Given exercise a
Show every line of the records below that contains the word "dark", copying each line in full. Case matters.

Article
☆ ☆ ☆ ☆ ☆
When questioned why he didn't, Mr Dann took issue with suggestions from the appeal judges that he decided to 'roll the dice' and continue with the trial instead of asking for the jury to be discharged 'to maximise his chances of an acquittal'.
Had the jury been discharged then, Lynn would have been forced to give evidence again to a different jury and face the prospect of evidence not used in that trial being put into the next, he said.
'A decision had to be made by the applicant,' he said.
'We're talking about someone who's faced with an impossible forensic decision. It's two evils that he's facing, both of them are unfair. adding that he was trying to choose the lesser of two evils that are upon him.'
The remains of Russell Hill's tent after Greg Lynn allegedly torched it
He told the appeal judges they could still intervene, despite having made no application for discharging the jury, giving examples of other cases where a re-trial was ordered in similar circumstances.
'Despite there being no application for discharge, the appeal against conviction is successful because the court has a duty to intervene where a substantial miscarriage of justice is identified,' Mr Dann said.
☆ ☆ ☆ ☆ ☆
Given information
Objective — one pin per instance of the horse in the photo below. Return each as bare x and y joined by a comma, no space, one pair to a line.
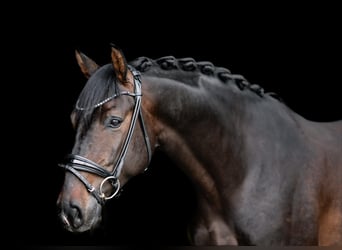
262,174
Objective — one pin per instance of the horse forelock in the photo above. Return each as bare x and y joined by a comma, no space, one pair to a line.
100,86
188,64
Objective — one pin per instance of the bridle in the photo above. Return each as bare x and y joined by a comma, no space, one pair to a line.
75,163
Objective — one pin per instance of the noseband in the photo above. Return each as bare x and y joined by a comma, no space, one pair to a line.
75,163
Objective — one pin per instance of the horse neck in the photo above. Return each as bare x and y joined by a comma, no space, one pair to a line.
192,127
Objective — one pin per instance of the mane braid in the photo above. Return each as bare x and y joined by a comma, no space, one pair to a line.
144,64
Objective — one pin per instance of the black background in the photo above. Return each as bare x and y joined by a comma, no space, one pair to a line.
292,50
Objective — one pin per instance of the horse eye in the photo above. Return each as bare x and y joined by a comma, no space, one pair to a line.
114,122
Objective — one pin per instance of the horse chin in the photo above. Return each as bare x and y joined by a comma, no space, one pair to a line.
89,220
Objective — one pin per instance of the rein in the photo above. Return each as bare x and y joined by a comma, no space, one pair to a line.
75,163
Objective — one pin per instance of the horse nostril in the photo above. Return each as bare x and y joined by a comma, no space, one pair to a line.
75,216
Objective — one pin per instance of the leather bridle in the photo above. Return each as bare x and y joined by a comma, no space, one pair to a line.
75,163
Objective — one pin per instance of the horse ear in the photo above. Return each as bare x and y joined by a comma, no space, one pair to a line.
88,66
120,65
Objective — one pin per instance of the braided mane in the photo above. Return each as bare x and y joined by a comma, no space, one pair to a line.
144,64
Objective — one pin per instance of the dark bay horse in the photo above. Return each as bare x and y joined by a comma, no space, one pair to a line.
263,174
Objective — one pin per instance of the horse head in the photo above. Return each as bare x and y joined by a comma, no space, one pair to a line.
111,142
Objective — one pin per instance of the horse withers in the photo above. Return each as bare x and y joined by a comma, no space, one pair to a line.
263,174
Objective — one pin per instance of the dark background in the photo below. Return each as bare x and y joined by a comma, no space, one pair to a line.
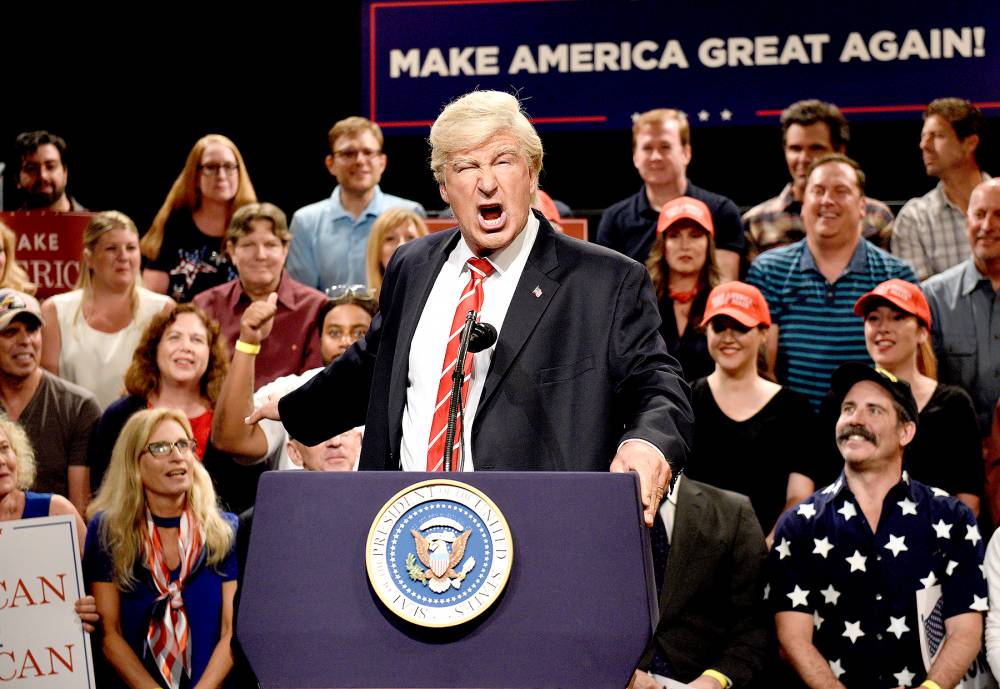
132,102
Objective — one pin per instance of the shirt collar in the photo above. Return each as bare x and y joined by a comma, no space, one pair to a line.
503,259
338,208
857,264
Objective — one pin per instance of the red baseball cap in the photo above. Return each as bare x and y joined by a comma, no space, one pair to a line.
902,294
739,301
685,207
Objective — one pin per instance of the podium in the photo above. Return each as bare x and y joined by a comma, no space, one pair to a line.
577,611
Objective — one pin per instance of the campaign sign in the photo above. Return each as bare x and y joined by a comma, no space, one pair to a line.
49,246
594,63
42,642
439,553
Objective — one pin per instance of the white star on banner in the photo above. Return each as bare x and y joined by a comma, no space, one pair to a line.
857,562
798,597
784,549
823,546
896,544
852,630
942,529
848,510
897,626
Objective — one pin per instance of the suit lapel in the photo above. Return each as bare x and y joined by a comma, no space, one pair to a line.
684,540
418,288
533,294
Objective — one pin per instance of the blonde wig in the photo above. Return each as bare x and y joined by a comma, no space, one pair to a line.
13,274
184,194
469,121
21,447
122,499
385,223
☆ ☆ ☆ ☆ ☆
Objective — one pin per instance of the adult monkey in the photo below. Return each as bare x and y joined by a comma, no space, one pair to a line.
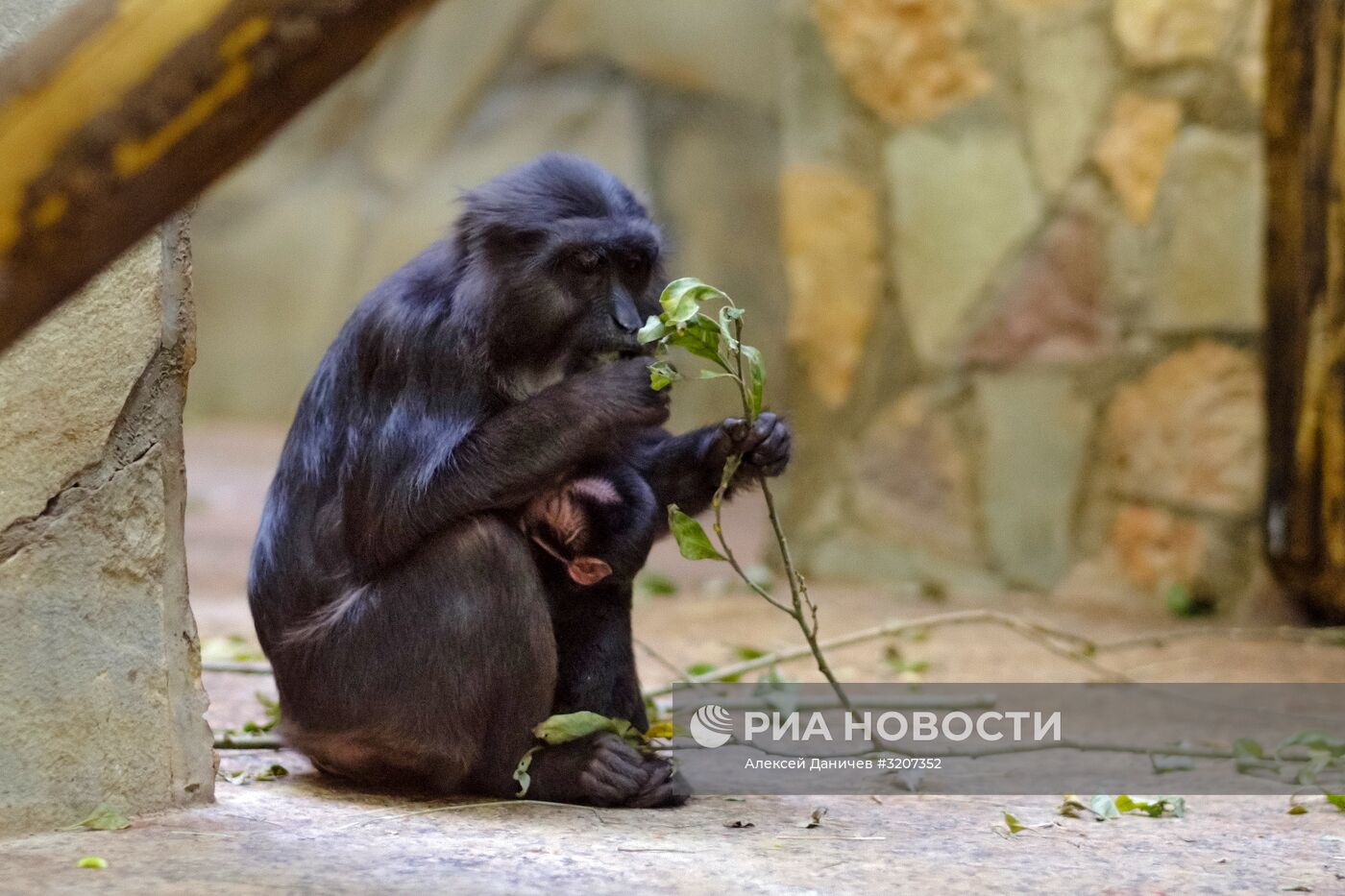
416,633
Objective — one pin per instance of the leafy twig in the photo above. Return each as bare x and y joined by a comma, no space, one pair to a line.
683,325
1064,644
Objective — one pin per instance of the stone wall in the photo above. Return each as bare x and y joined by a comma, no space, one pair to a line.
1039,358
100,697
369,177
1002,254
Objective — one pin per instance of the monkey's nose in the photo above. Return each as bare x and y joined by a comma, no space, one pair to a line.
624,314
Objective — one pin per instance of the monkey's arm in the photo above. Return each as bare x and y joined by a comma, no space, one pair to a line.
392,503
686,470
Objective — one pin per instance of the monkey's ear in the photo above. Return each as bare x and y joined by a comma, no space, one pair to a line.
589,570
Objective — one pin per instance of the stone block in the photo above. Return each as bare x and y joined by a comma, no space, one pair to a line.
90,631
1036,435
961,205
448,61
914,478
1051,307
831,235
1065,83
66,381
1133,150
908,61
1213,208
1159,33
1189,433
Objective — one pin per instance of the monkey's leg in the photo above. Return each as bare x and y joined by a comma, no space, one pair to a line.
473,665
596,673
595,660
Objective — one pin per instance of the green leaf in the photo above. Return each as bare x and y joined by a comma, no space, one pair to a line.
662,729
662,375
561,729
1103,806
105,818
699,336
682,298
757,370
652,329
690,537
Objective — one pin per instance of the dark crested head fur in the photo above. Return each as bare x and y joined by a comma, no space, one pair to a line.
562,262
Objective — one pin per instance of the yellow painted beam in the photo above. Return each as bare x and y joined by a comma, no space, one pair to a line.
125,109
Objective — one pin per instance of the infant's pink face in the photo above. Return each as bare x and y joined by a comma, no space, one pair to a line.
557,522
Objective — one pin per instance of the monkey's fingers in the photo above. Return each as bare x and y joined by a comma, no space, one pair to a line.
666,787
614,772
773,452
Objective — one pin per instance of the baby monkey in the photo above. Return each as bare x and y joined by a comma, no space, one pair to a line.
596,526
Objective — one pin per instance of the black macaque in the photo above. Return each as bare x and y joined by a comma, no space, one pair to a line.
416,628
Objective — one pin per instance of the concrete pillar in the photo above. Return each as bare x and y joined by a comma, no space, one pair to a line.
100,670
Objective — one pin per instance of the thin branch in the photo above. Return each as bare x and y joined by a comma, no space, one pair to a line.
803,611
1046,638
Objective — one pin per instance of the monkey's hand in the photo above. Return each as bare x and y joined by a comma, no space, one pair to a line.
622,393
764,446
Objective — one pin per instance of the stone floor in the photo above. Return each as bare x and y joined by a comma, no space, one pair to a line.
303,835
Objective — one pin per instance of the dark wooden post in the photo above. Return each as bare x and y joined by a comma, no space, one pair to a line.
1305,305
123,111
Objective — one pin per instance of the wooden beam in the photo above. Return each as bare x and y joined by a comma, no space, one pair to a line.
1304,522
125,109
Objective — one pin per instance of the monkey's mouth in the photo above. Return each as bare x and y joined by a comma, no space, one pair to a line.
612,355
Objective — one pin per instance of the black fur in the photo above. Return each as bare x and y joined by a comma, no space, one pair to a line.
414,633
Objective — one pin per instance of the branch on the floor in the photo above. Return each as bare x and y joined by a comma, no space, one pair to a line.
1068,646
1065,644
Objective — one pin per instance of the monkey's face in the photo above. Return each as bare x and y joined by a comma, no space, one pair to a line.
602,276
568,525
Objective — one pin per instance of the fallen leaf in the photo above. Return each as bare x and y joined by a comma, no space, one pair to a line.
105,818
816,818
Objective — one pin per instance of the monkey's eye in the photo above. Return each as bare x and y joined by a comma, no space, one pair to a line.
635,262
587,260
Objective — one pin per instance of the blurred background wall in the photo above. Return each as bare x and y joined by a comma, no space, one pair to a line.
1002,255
☆ ☆ ☆ ☆ ☆
Given exercise b
Proceed with the article on Greg Lynn's appeal against his conviction, beginning after its final sentence.

Exercise answer a
Objective — one pin per instance of the dark bay horse in the photo above. Return each as bare x and y joined by a comma, no space, one pair to a line.
Objective — one pin per instance of the dark background in the photo below. Return each as bare x and y joined by a comma, no space, one pair to a line.
Objective — one pin per instance of the dark crested head fur in the photo above. Return each as bare x and y joined by a comma, no space, one pair to a line.
Objective — one pin per instance of the dark wooden post in the photo above. Return each as bare x and y joined by a comma, no space, one pair to a line.

Exercise answer b
Mr Dann said Justice Croucher had repeatedly warned Mr Porceddu to 'stick to the rules' and remarked he was 'wincing' and 'flabbergasted' by the prosecutor’s repeated breaches.
The barrister claimed said the breaches were so 'egregious' and a 'gross departure of the proper processes' at trial that his client did not get a fair trial.
The Victoria's Director of Public Prosecutions, Brendan Kissane KC, attempted to counter Mr Dann's arguments.
He came under immediate fire from experienced appeal judge Phillip Priest, who branded elements of Mr Porceddu's performance during the trial a 'disgrace'.
He further pondered how the director could even attempt to defend some of the decisions that were made by his team during the trial.
'It is a disgrace that the prosecutor did not call that evidence,' he said in relation to one of Mr Dann's complaints against the prosecutor.
Greg Lynn could soon be released from his chains
The judge was scathing of Mr Porceddu's closing address to the jury, agreeing with Lynn's barrister that he did indeed break the rules of fairness.
'I mean I'm not suggesting it was a perfect cross examination.' Mr Kissane said.
Justice Priest suggested the breaches were of such a concern Justice Croucher had no choice but to provide more than a dozen directives to the jury in the hope of steering it to a sound verdict.
'He was so concerned about the prosecutor's behaviour in cross examination, he felt moved to give very strong directions about it,' he told Mr Kissane.
Mr Kissane argued the directions provided to the jury wiped the slate clean about any notion the jury had been misled.
'We say that once the direction is given, there's no miscarriage of justice,' he said.
He was wrong.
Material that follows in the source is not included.